Dataset rows showing where objects appear:

§

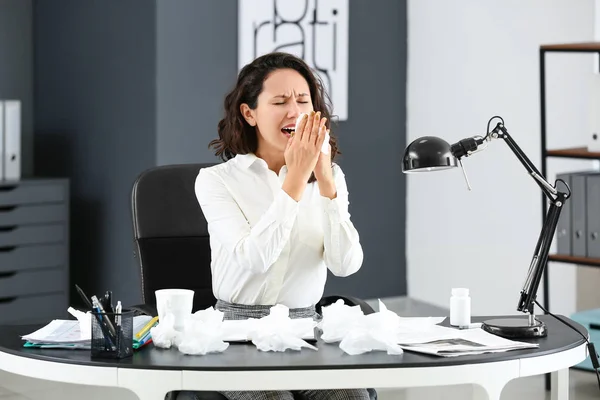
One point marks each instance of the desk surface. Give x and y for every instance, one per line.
x=245, y=357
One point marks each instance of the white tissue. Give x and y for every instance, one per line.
x=359, y=333
x=202, y=333
x=164, y=334
x=326, y=147
x=338, y=320
x=85, y=322
x=278, y=332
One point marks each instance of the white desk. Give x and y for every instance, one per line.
x=151, y=372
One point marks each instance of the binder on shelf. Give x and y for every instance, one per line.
x=12, y=140
x=563, y=230
x=593, y=216
x=579, y=215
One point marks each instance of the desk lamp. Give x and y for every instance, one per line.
x=430, y=153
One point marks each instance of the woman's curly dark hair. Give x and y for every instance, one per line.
x=236, y=136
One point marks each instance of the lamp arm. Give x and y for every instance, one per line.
x=556, y=198
x=501, y=132
x=540, y=255
x=557, y=201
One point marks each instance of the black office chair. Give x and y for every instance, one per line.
x=172, y=242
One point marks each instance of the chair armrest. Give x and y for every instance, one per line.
x=144, y=309
x=350, y=301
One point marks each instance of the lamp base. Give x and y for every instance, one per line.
x=516, y=328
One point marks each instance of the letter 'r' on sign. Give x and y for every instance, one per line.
x=315, y=30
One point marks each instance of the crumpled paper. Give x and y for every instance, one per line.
x=278, y=332
x=85, y=322
x=202, y=333
x=359, y=333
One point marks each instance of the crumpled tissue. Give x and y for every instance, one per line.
x=85, y=322
x=202, y=333
x=359, y=333
x=278, y=332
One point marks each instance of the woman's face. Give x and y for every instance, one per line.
x=284, y=97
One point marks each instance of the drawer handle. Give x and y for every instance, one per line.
x=6, y=300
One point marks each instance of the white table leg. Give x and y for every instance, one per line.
x=149, y=384
x=490, y=391
x=560, y=385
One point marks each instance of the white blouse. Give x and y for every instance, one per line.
x=267, y=248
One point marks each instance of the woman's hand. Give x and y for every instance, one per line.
x=324, y=174
x=302, y=153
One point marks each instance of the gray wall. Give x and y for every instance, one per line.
x=197, y=65
x=95, y=121
x=122, y=86
x=16, y=68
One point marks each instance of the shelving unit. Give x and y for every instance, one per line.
x=575, y=153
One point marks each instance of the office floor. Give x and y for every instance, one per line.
x=583, y=384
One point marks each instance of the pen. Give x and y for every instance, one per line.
x=103, y=326
x=108, y=302
x=106, y=320
x=146, y=328
x=85, y=299
x=471, y=326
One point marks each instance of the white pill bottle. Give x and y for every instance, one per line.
x=460, y=307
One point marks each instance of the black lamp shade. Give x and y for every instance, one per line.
x=428, y=153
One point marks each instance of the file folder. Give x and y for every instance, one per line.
x=593, y=216
x=578, y=202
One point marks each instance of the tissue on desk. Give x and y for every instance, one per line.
x=85, y=322
x=164, y=334
x=202, y=333
x=278, y=332
x=359, y=333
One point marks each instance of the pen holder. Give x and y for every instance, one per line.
x=112, y=334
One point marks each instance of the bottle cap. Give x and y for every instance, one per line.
x=460, y=292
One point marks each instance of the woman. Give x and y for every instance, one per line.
x=277, y=209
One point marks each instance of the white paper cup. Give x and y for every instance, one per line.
x=178, y=302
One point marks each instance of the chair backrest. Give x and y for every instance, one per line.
x=171, y=233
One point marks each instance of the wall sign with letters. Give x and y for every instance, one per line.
x=315, y=30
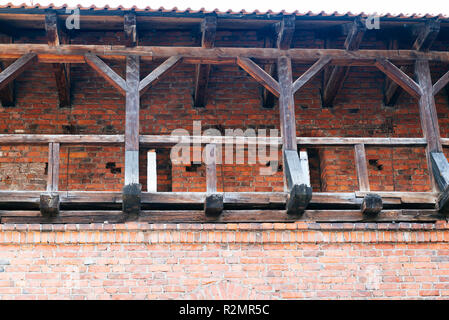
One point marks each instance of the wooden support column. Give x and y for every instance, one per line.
x=425, y=36
x=213, y=204
x=208, y=29
x=372, y=202
x=61, y=70
x=132, y=189
x=7, y=93
x=296, y=181
x=338, y=74
x=49, y=201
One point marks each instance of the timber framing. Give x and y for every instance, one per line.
x=297, y=201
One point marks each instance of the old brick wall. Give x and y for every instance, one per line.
x=225, y=261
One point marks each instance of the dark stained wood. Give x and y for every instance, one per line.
x=338, y=74
x=372, y=204
x=259, y=75
x=310, y=73
x=428, y=115
x=441, y=83
x=285, y=30
x=361, y=167
x=106, y=72
x=398, y=76
x=208, y=32
x=16, y=68
x=339, y=57
x=62, y=71
x=156, y=74
x=130, y=29
x=7, y=98
x=426, y=35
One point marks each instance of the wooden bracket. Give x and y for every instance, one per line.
x=298, y=182
x=372, y=204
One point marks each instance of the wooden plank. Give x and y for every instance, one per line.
x=426, y=35
x=62, y=71
x=16, y=68
x=310, y=73
x=156, y=74
x=208, y=32
x=361, y=167
x=259, y=75
x=285, y=30
x=106, y=72
x=441, y=83
x=130, y=29
x=398, y=76
x=339, y=74
x=338, y=56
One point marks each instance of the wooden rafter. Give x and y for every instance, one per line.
x=202, y=71
x=425, y=36
x=338, y=74
x=156, y=74
x=106, y=72
x=16, y=68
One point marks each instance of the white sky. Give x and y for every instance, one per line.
x=342, y=6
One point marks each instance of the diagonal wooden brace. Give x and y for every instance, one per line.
x=440, y=170
x=298, y=182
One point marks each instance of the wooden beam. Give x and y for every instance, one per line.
x=130, y=29
x=339, y=57
x=61, y=71
x=441, y=83
x=338, y=74
x=49, y=201
x=106, y=72
x=7, y=98
x=213, y=204
x=202, y=71
x=285, y=30
x=372, y=205
x=310, y=73
x=259, y=75
x=426, y=35
x=132, y=189
x=361, y=167
x=156, y=74
x=16, y=68
x=398, y=76
x=428, y=115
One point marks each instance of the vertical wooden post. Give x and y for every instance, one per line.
x=49, y=201
x=132, y=189
x=428, y=115
x=295, y=180
x=213, y=204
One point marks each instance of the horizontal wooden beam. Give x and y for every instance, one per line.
x=398, y=76
x=11, y=51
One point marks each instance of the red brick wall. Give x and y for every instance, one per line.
x=230, y=261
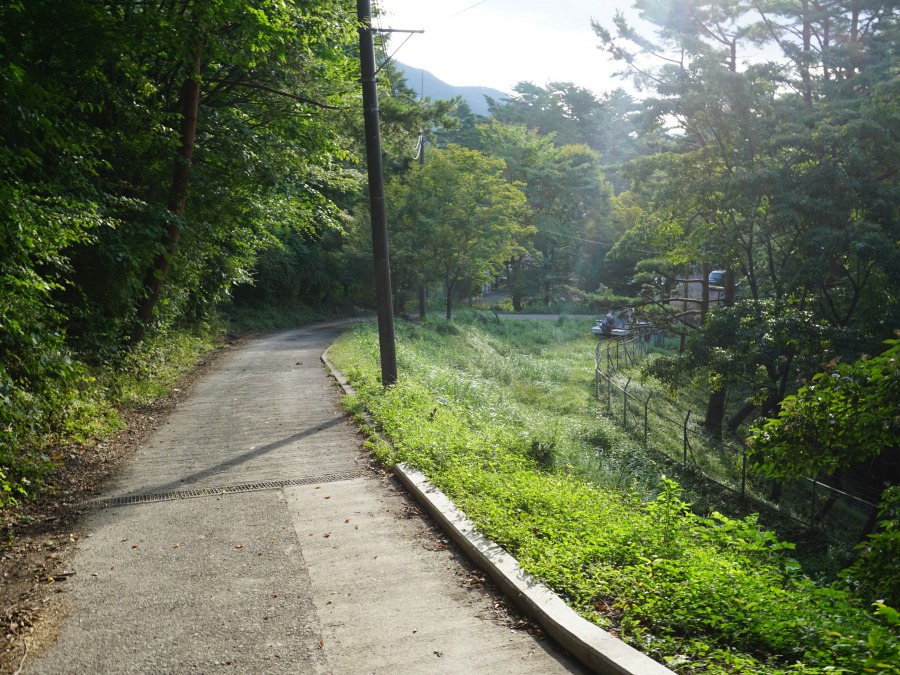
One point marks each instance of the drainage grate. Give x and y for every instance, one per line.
x=222, y=490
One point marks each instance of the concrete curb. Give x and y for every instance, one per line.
x=590, y=644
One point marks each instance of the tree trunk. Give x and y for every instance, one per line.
x=451, y=286
x=181, y=176
x=715, y=410
x=738, y=418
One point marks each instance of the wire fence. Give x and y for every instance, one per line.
x=661, y=423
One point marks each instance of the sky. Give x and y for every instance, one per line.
x=498, y=43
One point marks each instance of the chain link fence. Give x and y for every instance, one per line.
x=661, y=423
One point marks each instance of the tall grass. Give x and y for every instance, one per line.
x=501, y=417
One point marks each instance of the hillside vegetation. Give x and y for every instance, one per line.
x=500, y=416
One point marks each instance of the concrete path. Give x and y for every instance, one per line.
x=249, y=535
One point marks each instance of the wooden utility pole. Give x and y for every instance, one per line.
x=371, y=116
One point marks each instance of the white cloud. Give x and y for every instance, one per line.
x=499, y=43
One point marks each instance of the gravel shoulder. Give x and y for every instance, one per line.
x=248, y=530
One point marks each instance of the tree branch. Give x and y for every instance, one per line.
x=277, y=92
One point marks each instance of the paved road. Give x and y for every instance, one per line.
x=249, y=535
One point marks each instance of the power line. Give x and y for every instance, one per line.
x=468, y=8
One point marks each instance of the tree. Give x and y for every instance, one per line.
x=456, y=219
x=773, y=174
x=567, y=201
x=845, y=415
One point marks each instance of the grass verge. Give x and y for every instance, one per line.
x=500, y=417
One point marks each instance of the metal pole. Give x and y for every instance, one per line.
x=376, y=195
x=744, y=472
x=646, y=418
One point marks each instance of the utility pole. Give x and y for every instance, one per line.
x=371, y=116
x=423, y=292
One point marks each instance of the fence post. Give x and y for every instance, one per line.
x=646, y=414
x=625, y=406
x=743, y=471
x=812, y=506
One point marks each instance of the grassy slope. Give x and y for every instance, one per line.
x=500, y=416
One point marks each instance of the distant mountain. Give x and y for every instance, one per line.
x=426, y=84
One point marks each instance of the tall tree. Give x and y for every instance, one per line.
x=784, y=189
x=456, y=218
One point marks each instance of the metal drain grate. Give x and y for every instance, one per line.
x=222, y=490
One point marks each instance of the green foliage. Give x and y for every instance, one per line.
x=455, y=219
x=874, y=574
x=845, y=415
x=481, y=408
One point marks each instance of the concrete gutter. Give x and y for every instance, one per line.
x=587, y=642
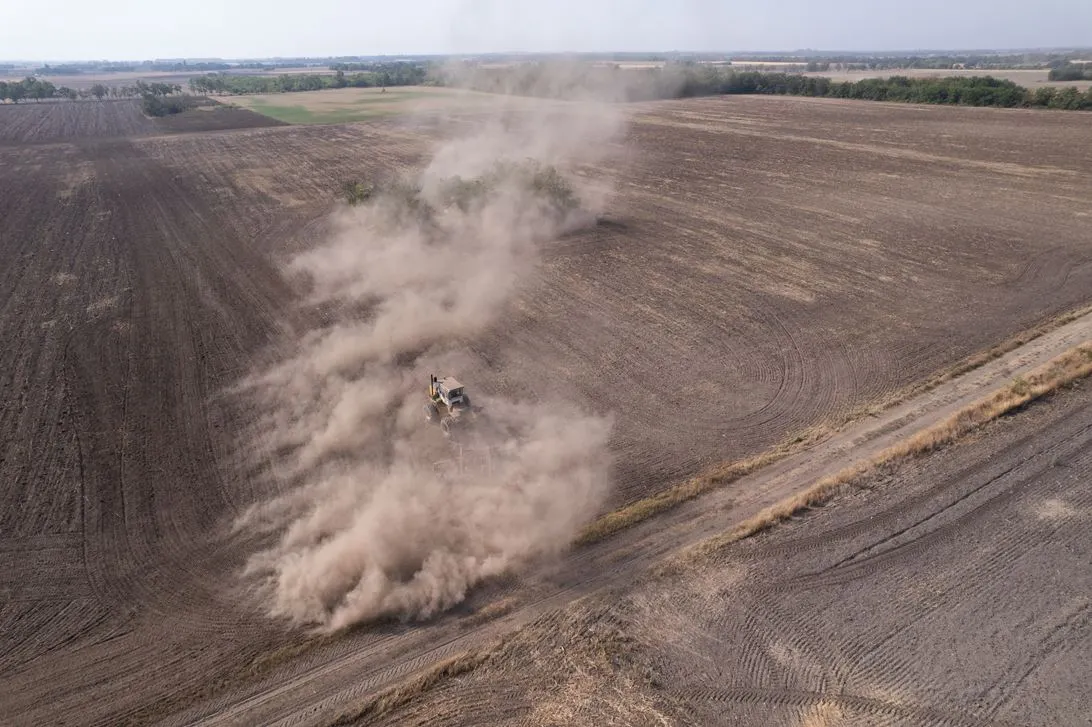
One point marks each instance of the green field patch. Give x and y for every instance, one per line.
x=301, y=115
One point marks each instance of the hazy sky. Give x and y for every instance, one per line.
x=67, y=30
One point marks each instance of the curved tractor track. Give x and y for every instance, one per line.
x=767, y=264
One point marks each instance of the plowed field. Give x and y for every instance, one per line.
x=767, y=264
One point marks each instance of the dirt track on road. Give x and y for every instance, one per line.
x=767, y=264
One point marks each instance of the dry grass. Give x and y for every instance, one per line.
x=727, y=473
x=401, y=694
x=1071, y=366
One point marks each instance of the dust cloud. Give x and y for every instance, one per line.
x=377, y=514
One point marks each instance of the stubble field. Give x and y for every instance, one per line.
x=767, y=264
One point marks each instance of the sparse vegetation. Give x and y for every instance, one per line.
x=688, y=80
x=725, y=474
x=1064, y=370
x=399, y=695
x=366, y=75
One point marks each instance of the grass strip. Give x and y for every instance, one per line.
x=1070, y=367
x=727, y=473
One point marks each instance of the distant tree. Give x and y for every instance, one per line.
x=16, y=91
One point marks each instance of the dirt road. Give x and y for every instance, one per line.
x=952, y=590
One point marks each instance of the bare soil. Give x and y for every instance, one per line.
x=1027, y=78
x=951, y=590
x=54, y=121
x=767, y=264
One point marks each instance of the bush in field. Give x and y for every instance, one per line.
x=153, y=105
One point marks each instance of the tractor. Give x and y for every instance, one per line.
x=448, y=404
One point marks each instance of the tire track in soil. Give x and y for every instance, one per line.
x=138, y=380
x=865, y=707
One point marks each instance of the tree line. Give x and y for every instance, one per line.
x=378, y=75
x=687, y=80
x=39, y=90
x=962, y=91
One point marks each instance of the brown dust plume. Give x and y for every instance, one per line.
x=375, y=516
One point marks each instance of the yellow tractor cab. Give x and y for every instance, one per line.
x=447, y=402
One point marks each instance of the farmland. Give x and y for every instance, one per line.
x=347, y=105
x=1028, y=79
x=763, y=265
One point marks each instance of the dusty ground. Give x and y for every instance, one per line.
x=768, y=264
x=951, y=590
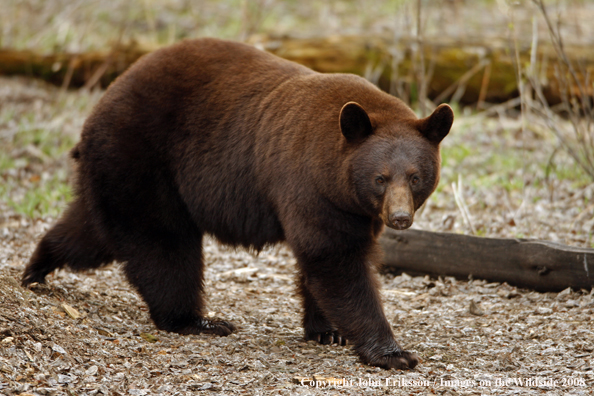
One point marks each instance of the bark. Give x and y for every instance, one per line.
x=538, y=265
x=464, y=71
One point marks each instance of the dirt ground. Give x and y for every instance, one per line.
x=85, y=334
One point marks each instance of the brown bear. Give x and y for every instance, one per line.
x=220, y=138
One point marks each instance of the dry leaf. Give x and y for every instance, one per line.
x=73, y=313
x=149, y=337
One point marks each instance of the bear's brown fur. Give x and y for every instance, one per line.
x=216, y=137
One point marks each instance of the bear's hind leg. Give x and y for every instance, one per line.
x=73, y=241
x=315, y=324
x=170, y=279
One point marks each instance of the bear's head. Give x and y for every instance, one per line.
x=396, y=161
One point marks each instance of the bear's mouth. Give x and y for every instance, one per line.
x=399, y=220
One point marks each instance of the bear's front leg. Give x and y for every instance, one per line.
x=317, y=327
x=343, y=284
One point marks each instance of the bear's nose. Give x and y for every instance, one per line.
x=401, y=220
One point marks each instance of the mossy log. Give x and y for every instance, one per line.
x=470, y=71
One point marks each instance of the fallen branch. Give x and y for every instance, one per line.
x=450, y=63
x=538, y=265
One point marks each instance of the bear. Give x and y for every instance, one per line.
x=220, y=138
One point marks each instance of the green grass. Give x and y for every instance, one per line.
x=44, y=198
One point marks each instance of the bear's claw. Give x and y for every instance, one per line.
x=207, y=326
x=399, y=360
x=327, y=337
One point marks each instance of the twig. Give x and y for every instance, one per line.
x=458, y=197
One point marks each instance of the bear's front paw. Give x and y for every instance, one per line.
x=326, y=337
x=206, y=326
x=399, y=360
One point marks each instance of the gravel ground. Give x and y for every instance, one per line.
x=90, y=333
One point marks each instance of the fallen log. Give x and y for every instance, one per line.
x=539, y=265
x=470, y=71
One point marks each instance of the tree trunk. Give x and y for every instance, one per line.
x=538, y=265
x=468, y=71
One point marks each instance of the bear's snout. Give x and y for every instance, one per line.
x=400, y=220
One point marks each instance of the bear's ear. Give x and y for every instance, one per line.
x=354, y=122
x=438, y=124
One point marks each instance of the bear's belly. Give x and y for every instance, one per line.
x=240, y=218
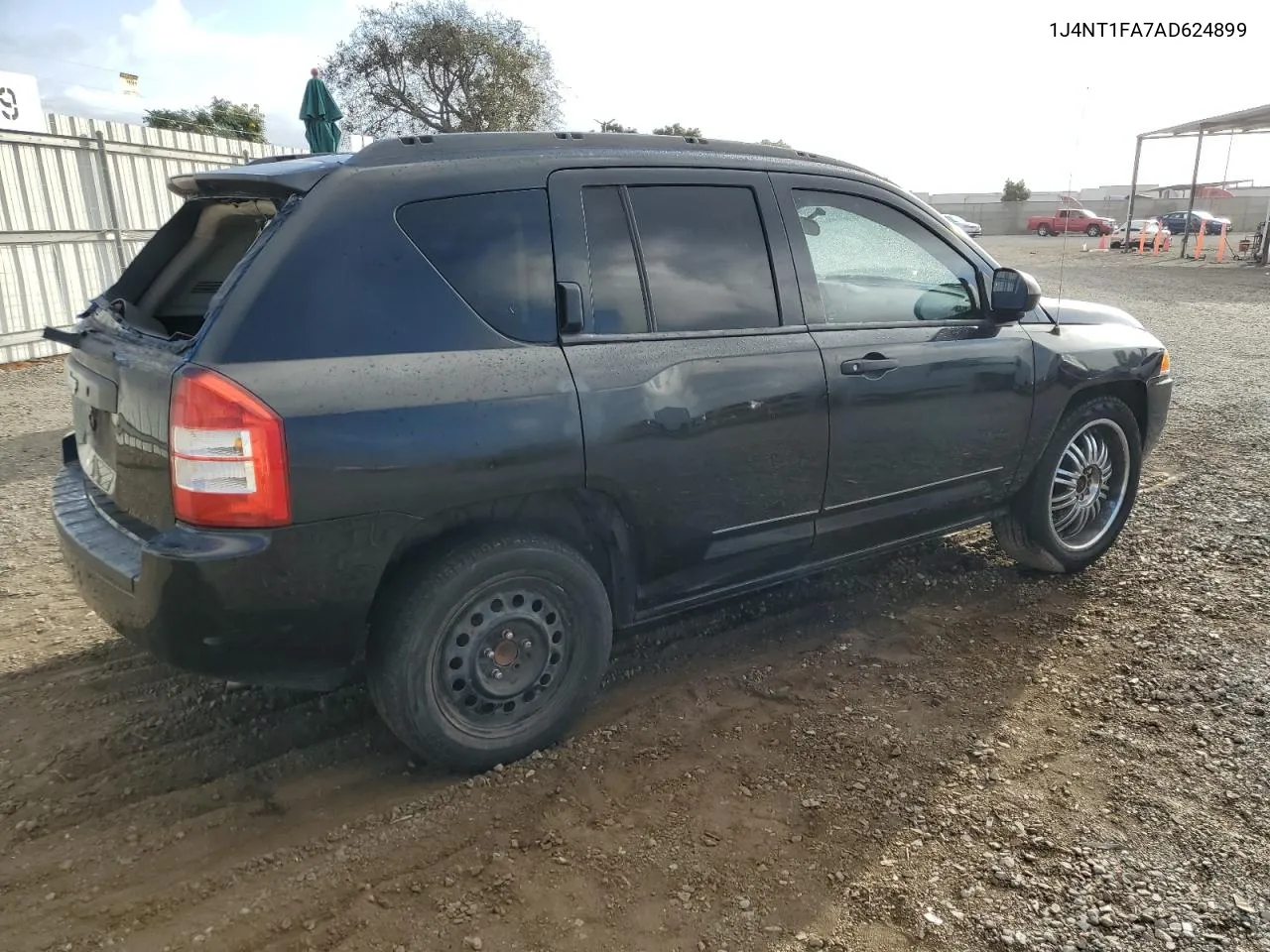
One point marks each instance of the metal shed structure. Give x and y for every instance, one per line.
x=1246, y=122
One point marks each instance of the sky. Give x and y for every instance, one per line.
x=955, y=98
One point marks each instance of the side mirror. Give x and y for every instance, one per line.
x=1014, y=293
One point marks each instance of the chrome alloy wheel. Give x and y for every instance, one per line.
x=1089, y=485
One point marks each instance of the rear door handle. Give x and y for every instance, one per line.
x=869, y=366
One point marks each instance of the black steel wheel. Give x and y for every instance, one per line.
x=504, y=652
x=489, y=652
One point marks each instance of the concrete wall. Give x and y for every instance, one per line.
x=1011, y=217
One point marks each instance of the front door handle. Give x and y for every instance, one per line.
x=869, y=366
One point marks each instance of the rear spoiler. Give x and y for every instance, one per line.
x=276, y=177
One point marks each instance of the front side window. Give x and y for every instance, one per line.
x=875, y=264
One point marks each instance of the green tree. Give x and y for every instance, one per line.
x=1015, y=190
x=437, y=66
x=220, y=118
x=677, y=130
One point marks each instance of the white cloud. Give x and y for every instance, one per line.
x=182, y=61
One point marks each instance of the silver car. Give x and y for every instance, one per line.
x=969, y=227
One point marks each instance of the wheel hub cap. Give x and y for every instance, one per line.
x=1089, y=485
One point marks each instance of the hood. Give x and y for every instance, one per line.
x=1086, y=312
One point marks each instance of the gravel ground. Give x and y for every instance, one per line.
x=930, y=752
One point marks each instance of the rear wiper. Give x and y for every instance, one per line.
x=70, y=338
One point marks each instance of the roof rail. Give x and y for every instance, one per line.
x=474, y=145
x=264, y=159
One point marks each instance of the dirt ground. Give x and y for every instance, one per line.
x=931, y=752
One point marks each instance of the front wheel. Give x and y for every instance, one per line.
x=1079, y=498
x=490, y=652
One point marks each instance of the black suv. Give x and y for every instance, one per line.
x=451, y=409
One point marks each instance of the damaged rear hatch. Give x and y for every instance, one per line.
x=131, y=340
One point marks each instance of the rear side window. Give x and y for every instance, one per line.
x=705, y=258
x=494, y=250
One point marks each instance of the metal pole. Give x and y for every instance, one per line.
x=1133, y=194
x=1265, y=239
x=112, y=213
x=1191, y=206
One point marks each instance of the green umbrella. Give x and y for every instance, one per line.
x=318, y=113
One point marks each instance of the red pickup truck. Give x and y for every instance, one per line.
x=1071, y=220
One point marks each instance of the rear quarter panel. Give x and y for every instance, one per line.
x=420, y=434
x=395, y=395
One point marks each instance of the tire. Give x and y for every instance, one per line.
x=524, y=606
x=1028, y=531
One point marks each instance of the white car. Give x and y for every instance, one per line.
x=969, y=227
x=1139, y=226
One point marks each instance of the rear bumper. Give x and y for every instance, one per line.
x=1160, y=391
x=285, y=607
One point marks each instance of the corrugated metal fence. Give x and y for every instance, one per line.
x=76, y=204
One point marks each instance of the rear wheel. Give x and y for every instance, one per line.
x=1079, y=498
x=490, y=653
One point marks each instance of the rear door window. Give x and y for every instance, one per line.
x=617, y=296
x=705, y=257
x=494, y=250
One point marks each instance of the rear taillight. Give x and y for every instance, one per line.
x=229, y=457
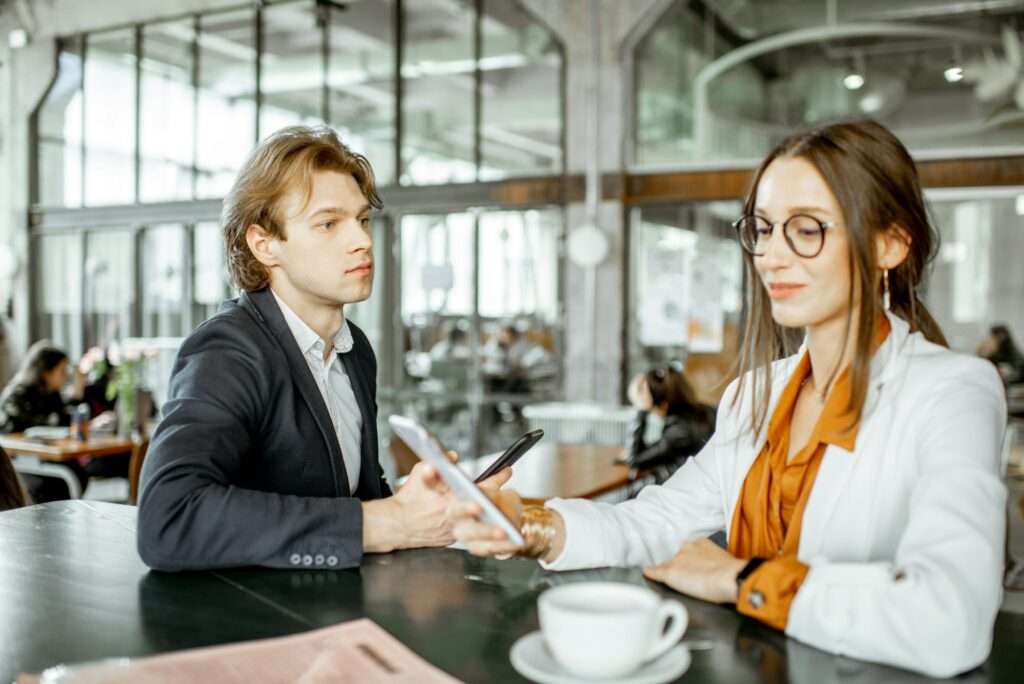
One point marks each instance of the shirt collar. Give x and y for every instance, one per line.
x=306, y=337
x=835, y=425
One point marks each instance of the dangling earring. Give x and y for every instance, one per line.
x=886, y=299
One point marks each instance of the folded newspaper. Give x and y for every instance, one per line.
x=355, y=651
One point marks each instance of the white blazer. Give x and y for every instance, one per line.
x=904, y=536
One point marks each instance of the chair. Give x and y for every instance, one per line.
x=138, y=450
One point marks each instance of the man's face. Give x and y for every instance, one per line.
x=328, y=254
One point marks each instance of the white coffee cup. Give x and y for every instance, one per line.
x=607, y=629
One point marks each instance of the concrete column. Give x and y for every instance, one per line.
x=594, y=350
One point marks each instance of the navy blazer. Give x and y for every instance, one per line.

§

Written problem: Please write out only the rows above, everything from the line containing "One point marks each instance of the dusty" down to the line containing "x=85, y=334", keeping the requests and shifting every coordinate in the answers by adding 143 to it. Leave the pictures out.

The output:
One point marks each instance of the dusty ground. Give x and y for every instance, one per line.
x=911, y=407
x=1094, y=733
One point marks each instance of the bark. Give x and y for every instance, one per line.
x=681, y=408
x=607, y=214
One point marks each instance of the dirt ground. Give x and y for every instance, one per line.
x=228, y=477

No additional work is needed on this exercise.